# TASK ITEM
In the listing below, find the line with "Category: rose bud" and the line with "Category: stone path". Repeat those two lines and all lines between them exactly.
——
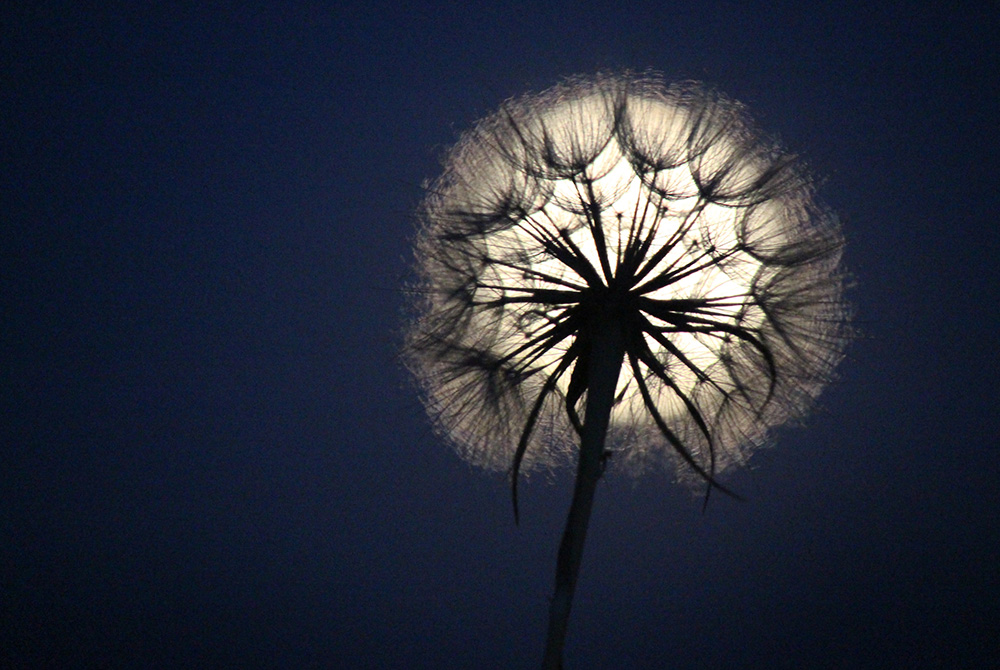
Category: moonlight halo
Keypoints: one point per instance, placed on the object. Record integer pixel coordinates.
(727, 266)
(615, 266)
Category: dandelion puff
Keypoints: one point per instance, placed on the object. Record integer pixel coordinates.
(620, 266)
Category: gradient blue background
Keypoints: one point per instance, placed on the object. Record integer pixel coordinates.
(210, 455)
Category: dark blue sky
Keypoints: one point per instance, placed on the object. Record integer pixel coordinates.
(210, 455)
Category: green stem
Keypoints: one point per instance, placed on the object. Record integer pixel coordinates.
(605, 361)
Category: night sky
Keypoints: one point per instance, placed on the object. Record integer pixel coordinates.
(211, 456)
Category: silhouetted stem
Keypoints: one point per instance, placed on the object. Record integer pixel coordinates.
(605, 361)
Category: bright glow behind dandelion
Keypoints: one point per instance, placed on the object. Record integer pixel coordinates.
(618, 263)
(724, 271)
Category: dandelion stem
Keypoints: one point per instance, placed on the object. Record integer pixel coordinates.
(607, 349)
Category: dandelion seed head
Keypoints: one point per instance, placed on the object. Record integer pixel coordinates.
(664, 205)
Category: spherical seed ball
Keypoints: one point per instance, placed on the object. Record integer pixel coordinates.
(664, 206)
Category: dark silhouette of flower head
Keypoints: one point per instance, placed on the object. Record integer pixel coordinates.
(617, 207)
(617, 262)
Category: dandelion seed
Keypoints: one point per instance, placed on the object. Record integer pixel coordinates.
(619, 266)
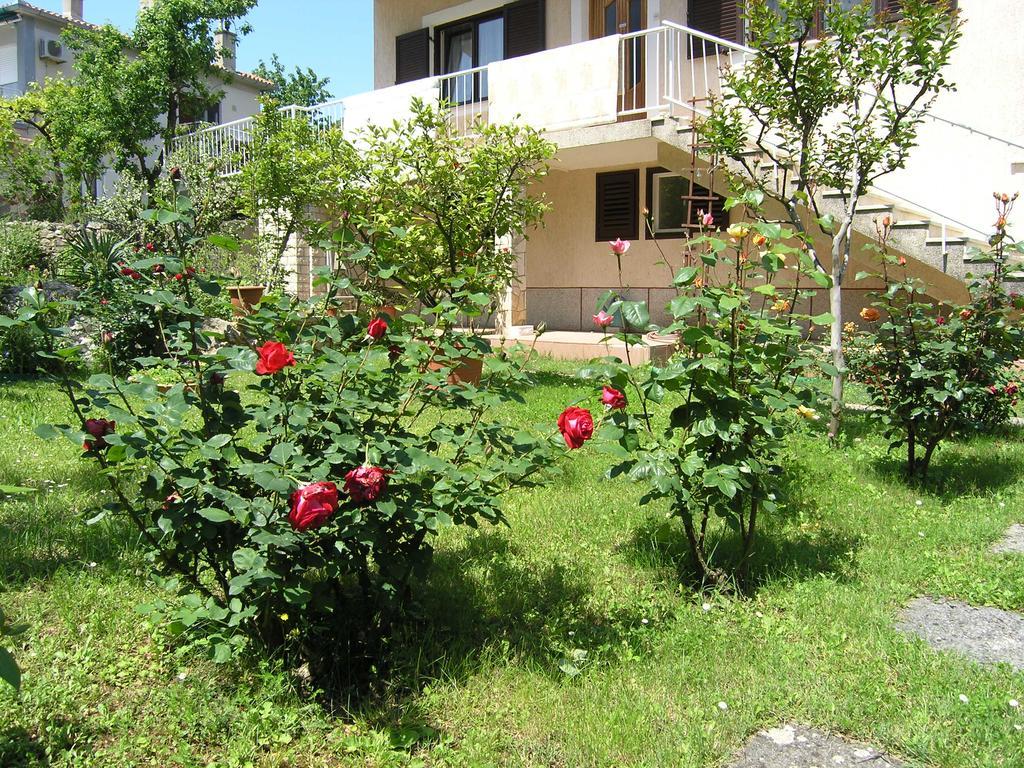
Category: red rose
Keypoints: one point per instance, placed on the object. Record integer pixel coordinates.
(98, 429)
(367, 484)
(377, 328)
(577, 426)
(312, 505)
(612, 398)
(273, 356)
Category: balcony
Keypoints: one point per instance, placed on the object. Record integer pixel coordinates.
(668, 70)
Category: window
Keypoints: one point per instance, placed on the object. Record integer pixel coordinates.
(617, 212)
(465, 46)
(675, 205)
(515, 30)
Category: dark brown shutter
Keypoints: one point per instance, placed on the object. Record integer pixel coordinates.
(524, 28)
(412, 56)
(719, 17)
(617, 205)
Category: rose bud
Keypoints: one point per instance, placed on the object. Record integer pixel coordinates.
(620, 246)
(273, 356)
(612, 398)
(366, 484)
(577, 426)
(97, 429)
(313, 505)
(377, 329)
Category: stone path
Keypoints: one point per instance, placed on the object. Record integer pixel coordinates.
(984, 635)
(799, 747)
(1012, 542)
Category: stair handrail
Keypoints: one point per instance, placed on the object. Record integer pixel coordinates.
(730, 44)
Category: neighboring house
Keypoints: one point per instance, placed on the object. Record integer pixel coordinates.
(32, 49)
(615, 85)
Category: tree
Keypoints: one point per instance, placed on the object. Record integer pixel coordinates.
(837, 113)
(302, 87)
(140, 98)
(54, 162)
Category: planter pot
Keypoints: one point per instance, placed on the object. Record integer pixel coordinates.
(245, 298)
(469, 371)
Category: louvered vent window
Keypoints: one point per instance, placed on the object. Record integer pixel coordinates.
(619, 205)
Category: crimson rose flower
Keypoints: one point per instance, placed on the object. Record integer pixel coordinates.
(312, 505)
(577, 426)
(367, 484)
(612, 398)
(97, 428)
(377, 328)
(273, 356)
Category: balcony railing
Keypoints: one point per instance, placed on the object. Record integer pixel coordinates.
(665, 69)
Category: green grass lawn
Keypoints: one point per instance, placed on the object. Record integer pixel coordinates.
(563, 640)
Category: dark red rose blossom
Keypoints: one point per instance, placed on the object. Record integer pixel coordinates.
(367, 484)
(377, 328)
(273, 356)
(613, 398)
(312, 505)
(577, 426)
(97, 429)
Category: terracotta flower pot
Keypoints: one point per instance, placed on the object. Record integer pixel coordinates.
(469, 371)
(245, 298)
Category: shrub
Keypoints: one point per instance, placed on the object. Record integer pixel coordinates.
(296, 503)
(22, 256)
(937, 371)
(730, 391)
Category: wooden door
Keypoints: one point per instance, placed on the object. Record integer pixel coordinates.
(622, 17)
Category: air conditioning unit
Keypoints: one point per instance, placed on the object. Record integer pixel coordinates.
(51, 50)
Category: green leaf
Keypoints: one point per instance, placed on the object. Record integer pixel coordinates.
(214, 515)
(8, 670)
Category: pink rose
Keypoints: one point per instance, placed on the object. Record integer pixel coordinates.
(612, 398)
(377, 328)
(620, 246)
(577, 426)
(273, 356)
(367, 484)
(97, 429)
(312, 505)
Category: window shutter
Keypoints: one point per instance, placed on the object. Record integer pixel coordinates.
(617, 205)
(719, 17)
(412, 56)
(524, 28)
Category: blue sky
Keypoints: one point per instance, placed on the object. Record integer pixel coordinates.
(335, 37)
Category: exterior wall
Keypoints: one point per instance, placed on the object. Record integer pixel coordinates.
(952, 171)
(567, 23)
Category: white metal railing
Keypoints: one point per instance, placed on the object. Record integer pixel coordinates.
(467, 94)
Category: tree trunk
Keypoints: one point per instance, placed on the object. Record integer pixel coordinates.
(838, 355)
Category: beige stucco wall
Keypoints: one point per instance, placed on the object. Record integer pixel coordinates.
(953, 171)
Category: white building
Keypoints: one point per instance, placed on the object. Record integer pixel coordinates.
(612, 83)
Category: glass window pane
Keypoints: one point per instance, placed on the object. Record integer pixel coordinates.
(611, 18)
(670, 208)
(636, 15)
(491, 37)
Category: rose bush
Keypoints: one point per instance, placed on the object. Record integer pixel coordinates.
(728, 394)
(289, 489)
(935, 371)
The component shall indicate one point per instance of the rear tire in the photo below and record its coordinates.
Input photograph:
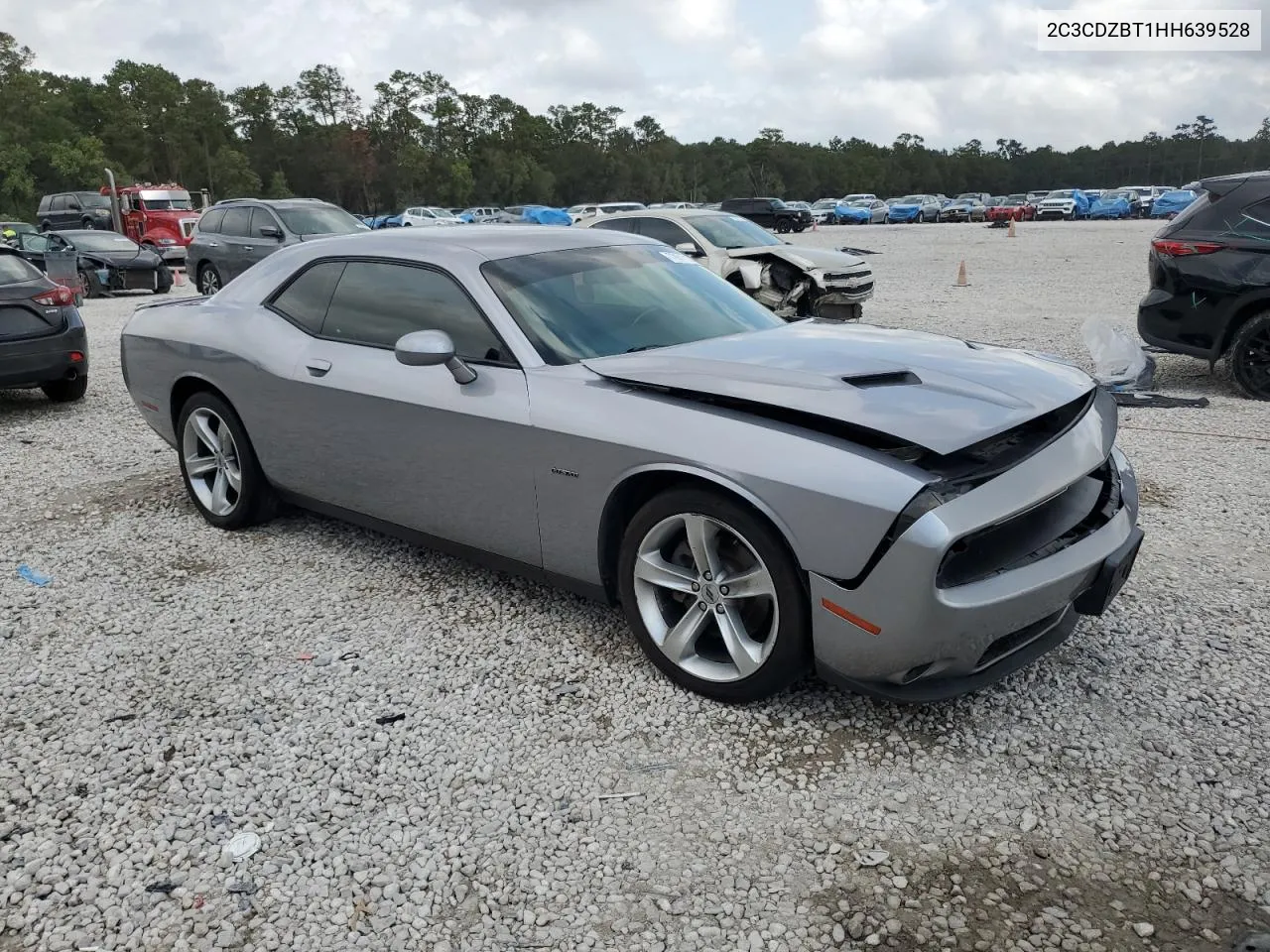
(206, 420)
(1250, 357)
(66, 391)
(672, 543)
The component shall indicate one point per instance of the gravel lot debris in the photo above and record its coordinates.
(1112, 796)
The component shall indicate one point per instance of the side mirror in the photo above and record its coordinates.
(431, 348)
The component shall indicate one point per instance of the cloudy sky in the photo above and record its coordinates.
(949, 70)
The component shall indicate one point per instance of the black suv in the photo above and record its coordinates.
(1210, 280)
(770, 212)
(73, 209)
(235, 234)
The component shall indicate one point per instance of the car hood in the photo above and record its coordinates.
(801, 255)
(123, 259)
(937, 393)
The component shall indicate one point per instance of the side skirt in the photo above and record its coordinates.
(477, 556)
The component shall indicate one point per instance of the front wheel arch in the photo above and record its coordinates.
(638, 488)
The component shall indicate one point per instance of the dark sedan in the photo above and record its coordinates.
(105, 262)
(42, 338)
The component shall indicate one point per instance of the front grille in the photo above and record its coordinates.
(1060, 522)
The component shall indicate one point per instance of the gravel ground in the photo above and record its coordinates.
(544, 787)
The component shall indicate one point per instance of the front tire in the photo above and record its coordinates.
(714, 597)
(208, 280)
(66, 391)
(1250, 357)
(218, 466)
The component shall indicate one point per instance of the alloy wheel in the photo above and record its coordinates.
(706, 598)
(212, 465)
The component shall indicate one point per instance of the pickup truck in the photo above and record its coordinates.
(770, 212)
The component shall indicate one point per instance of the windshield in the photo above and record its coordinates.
(168, 204)
(733, 231)
(14, 270)
(589, 302)
(104, 241)
(318, 220)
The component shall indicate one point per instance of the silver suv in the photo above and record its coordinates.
(235, 234)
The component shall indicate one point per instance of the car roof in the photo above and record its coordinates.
(490, 241)
(675, 213)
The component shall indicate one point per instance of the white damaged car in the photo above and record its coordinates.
(792, 281)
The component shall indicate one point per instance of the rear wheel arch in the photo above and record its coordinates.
(185, 389)
(636, 489)
(1242, 313)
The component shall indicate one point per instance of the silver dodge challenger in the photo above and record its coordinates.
(910, 516)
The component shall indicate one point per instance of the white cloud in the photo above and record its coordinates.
(949, 70)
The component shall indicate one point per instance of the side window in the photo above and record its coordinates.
(262, 218)
(209, 222)
(665, 230)
(376, 302)
(626, 225)
(307, 298)
(238, 222)
(1254, 221)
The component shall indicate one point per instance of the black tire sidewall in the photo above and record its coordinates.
(204, 271)
(1238, 347)
(792, 654)
(255, 498)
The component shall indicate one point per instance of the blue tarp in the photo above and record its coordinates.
(1173, 202)
(1115, 207)
(541, 214)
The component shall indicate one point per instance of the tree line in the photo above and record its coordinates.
(423, 141)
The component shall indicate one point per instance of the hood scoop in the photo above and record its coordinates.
(935, 393)
(892, 379)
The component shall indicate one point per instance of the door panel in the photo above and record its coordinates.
(411, 445)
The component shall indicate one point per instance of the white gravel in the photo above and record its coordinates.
(154, 703)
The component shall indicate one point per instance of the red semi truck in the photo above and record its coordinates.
(160, 217)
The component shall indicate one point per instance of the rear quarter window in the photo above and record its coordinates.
(307, 298)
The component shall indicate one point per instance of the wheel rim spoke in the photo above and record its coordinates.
(680, 643)
(203, 429)
(653, 569)
(701, 534)
(754, 583)
(744, 652)
(199, 465)
(220, 493)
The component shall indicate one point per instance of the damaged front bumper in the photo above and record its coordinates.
——
# ANSWER AREA
Category: rose bud
Keypoints: one point per instance, placed on the object. Record integer pixel coordinates.
(620, 246)
(273, 356)
(612, 398)
(366, 484)
(577, 426)
(97, 429)
(313, 505)
(377, 329)
Category: stone path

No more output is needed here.